TEXT PASSAGE
* * * *

Michael Pettis has provided us statistics that which show what an unusually large part of the world’s commodities have been used in China in recent years. This was backed up this week by a report which puts China as having 1.9 million metric tons of copper stockpiled at the end of 2010. This is equal to all the copper used each year in America. The credit crunch for small to medium sized manufacturers included them using copper as collateral for loans.

We have argued for three years that commodities are ridiculously over-priced and have argued that China has to have a deep recession/depression if it wants to become a major and sustainable world economic power. We believe this is all unfolding before our eyes, yet US hedge fund, institutional and individual investors are buying every dip in the commodity markets and playing the same risk-on trade that worked in 2009. Hulbert would say that their dogged bullishness is a bad sign for contrarians.

Wenzhou is one of China’s many manufacturing metro areas. Barboza relied on research from Wang Tao, a UBS economist based in Hong Kong. Here is how Tao and Barboza show the current circumstance:

“As long as China’s economy was racing along at an 11 percent growth rate, small companies could hope for enough business to stay a step or two ahead of their underground creditors. But there was little room for error.

Now, businesses here and elsewhere in China are being caught short because the national economy has begun to moderate a bit, to a projected 9 percent rate by year’s end, in response to government-imposed measures to fight inflation and let air out of the real estate bubble.

Ms. Wang, at UBS, said the slowing economy and weakening exports would hurt many small Chinese businesses. Already, according to a recent survey by the city’s small-business council, one in five of Wenzhou’s 360,000 small and medium-size businesses have recently stopped operating because of cash shortages.”

* * * *

DATASET EXCERPTS
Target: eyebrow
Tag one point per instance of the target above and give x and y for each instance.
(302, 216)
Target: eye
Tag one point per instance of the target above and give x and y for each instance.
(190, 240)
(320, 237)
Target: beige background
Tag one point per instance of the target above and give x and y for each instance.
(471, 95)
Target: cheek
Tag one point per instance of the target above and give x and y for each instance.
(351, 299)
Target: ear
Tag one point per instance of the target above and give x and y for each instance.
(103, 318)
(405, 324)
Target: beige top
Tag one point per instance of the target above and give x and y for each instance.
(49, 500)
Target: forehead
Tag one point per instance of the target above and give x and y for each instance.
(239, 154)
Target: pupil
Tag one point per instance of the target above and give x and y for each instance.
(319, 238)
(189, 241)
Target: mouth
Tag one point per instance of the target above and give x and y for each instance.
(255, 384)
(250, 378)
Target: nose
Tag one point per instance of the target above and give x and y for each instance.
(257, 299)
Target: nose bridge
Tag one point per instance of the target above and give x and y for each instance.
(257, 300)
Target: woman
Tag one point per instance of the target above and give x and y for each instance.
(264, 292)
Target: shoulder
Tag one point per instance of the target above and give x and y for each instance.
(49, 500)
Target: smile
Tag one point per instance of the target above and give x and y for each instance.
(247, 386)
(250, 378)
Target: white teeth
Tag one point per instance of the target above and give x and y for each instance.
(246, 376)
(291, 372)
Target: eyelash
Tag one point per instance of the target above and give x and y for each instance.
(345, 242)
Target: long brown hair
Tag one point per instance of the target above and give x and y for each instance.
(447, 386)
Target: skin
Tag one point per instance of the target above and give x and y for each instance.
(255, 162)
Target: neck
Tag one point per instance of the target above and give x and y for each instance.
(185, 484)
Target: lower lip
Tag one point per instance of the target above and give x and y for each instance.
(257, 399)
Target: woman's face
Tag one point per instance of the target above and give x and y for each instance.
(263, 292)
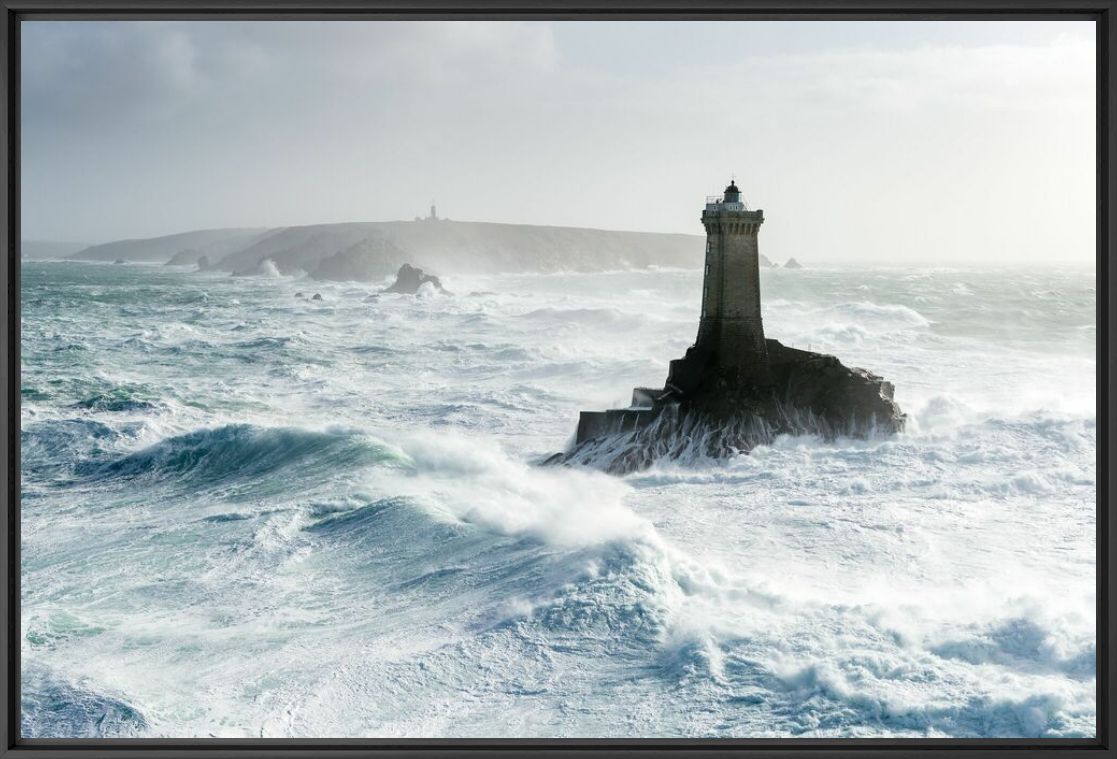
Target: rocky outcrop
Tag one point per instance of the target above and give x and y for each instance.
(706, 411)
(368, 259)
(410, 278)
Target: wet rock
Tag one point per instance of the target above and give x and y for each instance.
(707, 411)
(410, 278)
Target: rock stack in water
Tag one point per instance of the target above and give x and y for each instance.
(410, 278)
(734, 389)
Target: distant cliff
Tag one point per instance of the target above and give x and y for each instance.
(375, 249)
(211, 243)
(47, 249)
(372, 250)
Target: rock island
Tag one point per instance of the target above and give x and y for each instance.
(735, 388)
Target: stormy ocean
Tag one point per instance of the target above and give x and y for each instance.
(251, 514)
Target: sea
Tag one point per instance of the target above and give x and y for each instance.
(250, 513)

* * * *

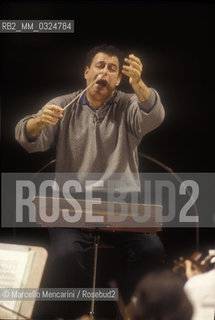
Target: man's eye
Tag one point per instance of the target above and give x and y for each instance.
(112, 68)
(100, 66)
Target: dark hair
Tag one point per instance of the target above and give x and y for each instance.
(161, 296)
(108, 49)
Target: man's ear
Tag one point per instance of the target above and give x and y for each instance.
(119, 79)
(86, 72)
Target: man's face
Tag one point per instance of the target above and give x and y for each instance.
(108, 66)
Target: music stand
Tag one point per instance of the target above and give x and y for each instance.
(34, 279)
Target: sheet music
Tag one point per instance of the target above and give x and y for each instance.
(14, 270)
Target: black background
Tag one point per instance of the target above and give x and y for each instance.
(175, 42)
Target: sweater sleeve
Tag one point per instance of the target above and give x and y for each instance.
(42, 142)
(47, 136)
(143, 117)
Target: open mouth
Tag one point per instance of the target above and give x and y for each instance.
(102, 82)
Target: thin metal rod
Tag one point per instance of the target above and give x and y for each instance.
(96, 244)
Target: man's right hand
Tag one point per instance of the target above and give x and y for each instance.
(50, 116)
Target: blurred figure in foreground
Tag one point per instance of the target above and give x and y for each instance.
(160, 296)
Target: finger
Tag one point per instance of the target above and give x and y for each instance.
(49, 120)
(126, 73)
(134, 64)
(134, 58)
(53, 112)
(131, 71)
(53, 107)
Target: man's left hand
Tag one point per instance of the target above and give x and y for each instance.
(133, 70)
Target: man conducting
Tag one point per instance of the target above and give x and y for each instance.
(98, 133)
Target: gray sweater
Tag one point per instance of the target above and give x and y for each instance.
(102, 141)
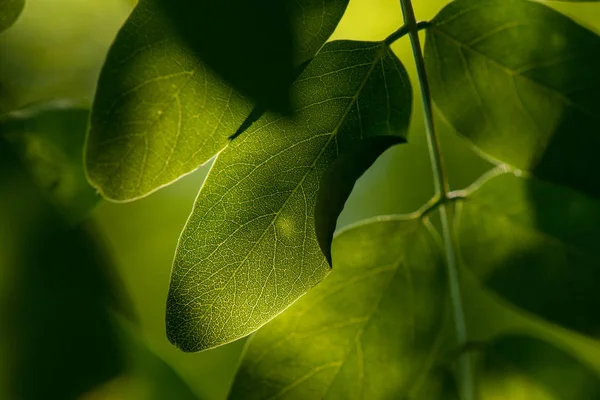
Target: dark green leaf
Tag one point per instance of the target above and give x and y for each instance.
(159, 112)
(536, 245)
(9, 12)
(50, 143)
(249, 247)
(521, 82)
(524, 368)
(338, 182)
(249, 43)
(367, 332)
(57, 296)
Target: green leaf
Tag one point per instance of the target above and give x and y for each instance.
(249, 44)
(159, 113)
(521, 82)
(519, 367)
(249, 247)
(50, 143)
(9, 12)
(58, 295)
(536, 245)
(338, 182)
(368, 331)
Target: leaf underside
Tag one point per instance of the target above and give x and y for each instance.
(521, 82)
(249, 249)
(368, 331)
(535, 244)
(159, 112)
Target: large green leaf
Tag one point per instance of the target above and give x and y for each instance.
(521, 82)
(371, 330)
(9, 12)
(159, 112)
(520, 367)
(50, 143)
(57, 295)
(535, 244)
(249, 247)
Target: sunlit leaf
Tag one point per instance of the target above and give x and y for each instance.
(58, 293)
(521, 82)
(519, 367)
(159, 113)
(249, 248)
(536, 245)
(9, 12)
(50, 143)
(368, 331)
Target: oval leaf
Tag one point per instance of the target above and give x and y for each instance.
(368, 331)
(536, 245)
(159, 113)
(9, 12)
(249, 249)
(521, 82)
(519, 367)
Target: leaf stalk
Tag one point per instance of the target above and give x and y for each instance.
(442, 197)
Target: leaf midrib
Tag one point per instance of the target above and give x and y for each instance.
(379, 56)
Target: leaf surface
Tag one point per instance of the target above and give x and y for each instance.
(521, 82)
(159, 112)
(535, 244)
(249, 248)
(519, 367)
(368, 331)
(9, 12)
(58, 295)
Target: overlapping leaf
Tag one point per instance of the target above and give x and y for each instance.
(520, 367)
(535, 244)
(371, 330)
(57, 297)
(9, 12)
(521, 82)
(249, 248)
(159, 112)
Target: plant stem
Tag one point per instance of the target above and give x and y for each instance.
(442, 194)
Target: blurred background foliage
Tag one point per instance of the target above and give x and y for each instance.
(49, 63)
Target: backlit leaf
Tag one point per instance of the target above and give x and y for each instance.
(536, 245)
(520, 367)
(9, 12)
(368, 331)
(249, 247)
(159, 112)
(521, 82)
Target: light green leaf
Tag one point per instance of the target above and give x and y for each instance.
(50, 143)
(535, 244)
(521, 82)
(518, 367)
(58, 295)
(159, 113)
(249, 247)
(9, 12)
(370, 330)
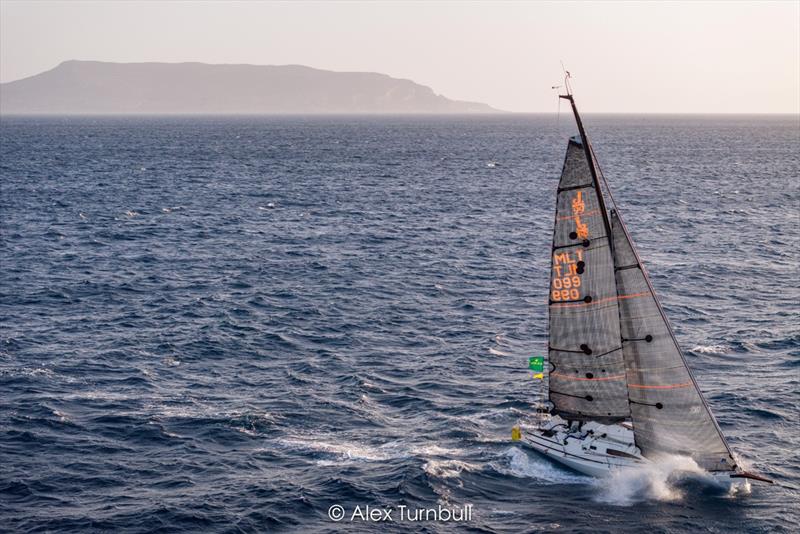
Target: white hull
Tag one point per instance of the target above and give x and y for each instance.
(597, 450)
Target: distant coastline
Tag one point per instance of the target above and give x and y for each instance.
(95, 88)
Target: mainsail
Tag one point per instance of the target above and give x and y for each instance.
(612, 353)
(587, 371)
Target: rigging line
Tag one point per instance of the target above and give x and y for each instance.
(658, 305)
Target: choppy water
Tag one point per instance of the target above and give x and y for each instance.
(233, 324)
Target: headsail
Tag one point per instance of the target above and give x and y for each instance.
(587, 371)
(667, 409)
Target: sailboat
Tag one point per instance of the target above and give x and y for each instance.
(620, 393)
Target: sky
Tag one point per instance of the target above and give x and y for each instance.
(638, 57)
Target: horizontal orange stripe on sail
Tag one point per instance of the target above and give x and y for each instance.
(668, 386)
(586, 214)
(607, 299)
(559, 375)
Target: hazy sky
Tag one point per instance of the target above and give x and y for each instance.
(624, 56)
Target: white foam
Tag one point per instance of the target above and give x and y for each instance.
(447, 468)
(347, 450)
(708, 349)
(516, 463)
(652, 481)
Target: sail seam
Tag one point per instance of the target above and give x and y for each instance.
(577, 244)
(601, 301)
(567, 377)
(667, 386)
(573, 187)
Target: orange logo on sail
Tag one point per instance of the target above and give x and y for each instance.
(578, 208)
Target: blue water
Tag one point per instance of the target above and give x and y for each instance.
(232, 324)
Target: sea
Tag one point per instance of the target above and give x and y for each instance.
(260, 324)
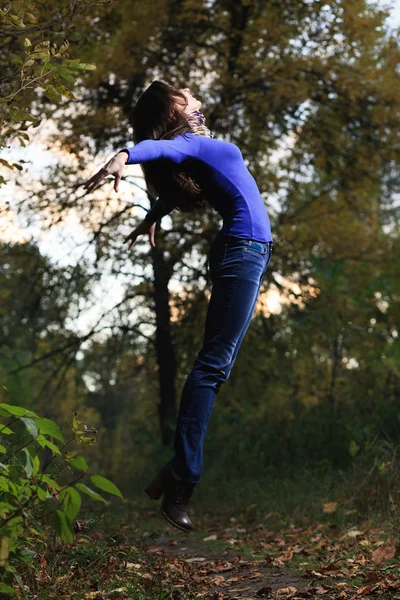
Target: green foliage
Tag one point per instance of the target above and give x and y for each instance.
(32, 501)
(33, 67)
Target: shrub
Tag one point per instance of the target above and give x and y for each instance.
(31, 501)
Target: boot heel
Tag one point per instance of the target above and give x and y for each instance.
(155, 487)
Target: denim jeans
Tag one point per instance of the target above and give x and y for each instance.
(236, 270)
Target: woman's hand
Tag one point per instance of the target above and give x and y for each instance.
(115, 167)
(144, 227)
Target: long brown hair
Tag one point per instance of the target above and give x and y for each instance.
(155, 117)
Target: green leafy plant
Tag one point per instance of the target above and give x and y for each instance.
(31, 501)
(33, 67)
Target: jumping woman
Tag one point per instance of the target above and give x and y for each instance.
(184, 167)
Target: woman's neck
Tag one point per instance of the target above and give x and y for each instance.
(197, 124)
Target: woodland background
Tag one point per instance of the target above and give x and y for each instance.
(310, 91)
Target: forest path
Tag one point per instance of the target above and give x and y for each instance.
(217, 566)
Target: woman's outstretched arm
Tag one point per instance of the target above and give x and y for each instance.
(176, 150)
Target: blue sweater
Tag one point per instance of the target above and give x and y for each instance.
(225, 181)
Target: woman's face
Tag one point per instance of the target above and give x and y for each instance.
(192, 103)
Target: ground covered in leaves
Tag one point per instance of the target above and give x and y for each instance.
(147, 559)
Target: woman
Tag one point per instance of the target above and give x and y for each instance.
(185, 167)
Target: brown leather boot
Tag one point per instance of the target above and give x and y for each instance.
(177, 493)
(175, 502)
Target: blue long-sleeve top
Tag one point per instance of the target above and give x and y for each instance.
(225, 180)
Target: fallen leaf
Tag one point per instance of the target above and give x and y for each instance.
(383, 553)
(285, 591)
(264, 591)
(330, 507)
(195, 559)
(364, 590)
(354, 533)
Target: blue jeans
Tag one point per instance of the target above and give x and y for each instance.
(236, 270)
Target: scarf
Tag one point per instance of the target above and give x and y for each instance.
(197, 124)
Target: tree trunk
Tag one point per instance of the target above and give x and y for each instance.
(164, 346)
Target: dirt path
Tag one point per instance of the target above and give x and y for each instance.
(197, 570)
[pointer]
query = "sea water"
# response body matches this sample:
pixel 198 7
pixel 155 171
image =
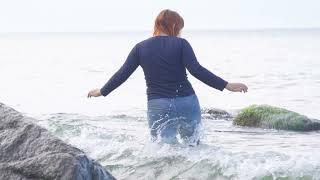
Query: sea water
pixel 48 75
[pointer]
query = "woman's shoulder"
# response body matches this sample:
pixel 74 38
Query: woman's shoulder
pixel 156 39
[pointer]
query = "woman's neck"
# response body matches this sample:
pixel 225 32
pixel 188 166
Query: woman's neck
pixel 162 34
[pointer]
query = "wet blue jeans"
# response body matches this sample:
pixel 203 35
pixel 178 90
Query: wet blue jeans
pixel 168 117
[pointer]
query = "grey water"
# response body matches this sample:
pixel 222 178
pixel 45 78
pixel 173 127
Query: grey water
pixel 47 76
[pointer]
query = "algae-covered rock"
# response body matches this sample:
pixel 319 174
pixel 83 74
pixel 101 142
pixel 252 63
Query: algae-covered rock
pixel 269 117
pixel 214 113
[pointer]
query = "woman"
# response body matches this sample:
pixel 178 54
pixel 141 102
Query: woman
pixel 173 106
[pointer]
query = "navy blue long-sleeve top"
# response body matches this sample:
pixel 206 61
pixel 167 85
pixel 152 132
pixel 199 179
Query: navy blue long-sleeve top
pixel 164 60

* * * *

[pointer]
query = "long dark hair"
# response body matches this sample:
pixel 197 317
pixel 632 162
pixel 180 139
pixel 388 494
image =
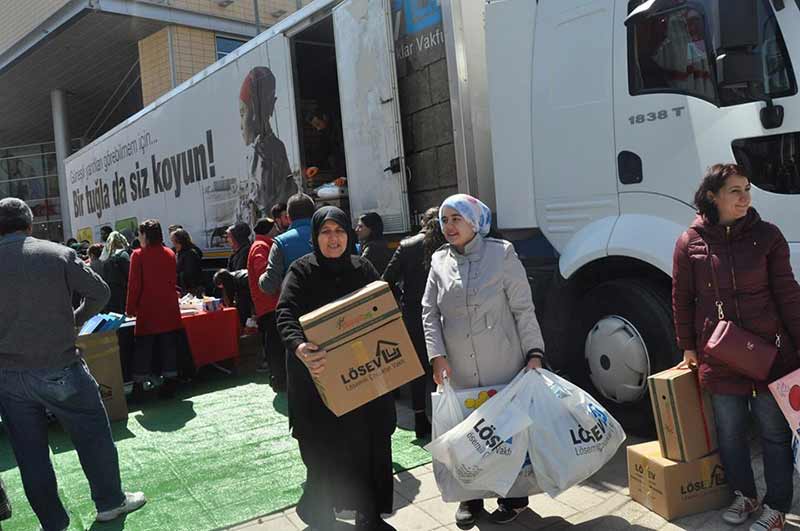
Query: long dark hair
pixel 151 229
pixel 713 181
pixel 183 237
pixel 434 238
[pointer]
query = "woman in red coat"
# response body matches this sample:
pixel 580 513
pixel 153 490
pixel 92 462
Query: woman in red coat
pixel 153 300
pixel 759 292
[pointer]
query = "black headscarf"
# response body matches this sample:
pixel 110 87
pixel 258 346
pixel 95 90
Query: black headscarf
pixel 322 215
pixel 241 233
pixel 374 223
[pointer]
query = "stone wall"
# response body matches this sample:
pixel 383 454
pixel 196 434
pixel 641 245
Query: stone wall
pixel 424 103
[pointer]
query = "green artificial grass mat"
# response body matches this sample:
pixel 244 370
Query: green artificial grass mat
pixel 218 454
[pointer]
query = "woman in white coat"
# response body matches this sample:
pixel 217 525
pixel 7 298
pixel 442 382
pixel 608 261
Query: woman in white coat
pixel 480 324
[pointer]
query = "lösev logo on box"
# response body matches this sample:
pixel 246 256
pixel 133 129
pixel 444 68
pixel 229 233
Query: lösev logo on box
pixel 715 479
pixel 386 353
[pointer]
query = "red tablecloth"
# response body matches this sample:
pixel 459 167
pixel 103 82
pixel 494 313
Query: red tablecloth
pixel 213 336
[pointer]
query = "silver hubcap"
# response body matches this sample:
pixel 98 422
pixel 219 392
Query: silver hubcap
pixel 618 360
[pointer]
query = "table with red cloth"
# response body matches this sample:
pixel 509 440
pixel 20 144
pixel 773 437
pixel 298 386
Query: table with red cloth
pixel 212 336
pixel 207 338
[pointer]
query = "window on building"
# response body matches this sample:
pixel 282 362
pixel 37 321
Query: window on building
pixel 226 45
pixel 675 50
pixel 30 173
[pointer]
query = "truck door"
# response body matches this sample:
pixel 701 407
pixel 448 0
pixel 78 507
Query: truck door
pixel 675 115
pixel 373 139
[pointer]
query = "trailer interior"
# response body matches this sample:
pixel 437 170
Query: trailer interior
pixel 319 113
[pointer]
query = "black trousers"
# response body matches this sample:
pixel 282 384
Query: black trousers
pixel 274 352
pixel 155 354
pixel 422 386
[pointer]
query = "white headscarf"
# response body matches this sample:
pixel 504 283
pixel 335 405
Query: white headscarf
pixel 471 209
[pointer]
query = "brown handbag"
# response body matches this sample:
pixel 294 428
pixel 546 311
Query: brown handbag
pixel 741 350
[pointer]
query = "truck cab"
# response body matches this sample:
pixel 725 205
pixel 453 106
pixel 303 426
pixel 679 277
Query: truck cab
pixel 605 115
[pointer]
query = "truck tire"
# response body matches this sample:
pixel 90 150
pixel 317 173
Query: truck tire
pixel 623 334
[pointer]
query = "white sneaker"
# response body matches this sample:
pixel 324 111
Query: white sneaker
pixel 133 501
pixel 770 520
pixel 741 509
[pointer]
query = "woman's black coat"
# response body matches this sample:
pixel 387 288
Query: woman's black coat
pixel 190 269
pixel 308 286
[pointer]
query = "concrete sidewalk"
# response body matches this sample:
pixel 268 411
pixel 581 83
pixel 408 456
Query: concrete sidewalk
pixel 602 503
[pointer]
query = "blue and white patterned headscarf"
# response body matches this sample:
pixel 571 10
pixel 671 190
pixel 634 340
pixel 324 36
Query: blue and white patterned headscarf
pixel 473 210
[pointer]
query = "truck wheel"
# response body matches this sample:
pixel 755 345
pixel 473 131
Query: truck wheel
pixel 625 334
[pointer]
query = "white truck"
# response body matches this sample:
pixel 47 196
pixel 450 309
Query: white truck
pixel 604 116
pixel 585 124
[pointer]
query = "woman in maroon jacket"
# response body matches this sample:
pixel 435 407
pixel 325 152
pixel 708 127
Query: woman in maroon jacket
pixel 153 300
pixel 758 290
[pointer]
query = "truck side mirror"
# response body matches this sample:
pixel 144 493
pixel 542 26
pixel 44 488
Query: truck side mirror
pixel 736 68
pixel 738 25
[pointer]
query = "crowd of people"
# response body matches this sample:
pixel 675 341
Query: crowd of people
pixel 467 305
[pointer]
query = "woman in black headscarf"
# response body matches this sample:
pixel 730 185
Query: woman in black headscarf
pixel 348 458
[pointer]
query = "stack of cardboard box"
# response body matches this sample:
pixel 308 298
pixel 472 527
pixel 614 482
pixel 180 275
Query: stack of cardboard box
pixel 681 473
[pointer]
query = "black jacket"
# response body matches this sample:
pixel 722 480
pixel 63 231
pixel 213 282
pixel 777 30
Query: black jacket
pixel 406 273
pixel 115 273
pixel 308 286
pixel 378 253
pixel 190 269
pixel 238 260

* * * *

WHAT IS ASKED
Continue the commentary on China's copper stockpiles and Wenzhou's small manufacturers from the point where it stops.

TASK RESPONSE
This means that 72,000 businesses have recently been shut down in just one city in China. A major credit crisis and recession/depression is in the offing, in our opinion. Yet US investors continue to pursue the BRIC trade all the way down. This is why the investor behavior reminds me of the movie, “Dumb and Dumber”. We believe the next great bull market in US stocks will not be led by the best performing sectors of the last ten years, because leadership in energy, basic materials and heavy industrial can only come from uninterrupted growth in China. If China can continue its charade, we believe the US economy will continue to suffer. If not, the seeds of US prosperity will be watered and fertilized by lower commodity prices.

Best Wishes,

William Smead

The information contained in this missive represents SCM’s opinions, and should not be construed as personalized or individualized investment advice. Past performance is no guarantee of future results. Some of the securities identified and described in this missive are a sample of issuers being currently recommended for suitable clients as of the date of this missive and do not represent all of the securities purchased or recommended for our clients. It should not be assumed that investing in these securities was or will be profitable. A list of all recommendations made by Smead Capital Management with in the past twelve month period is available upon request.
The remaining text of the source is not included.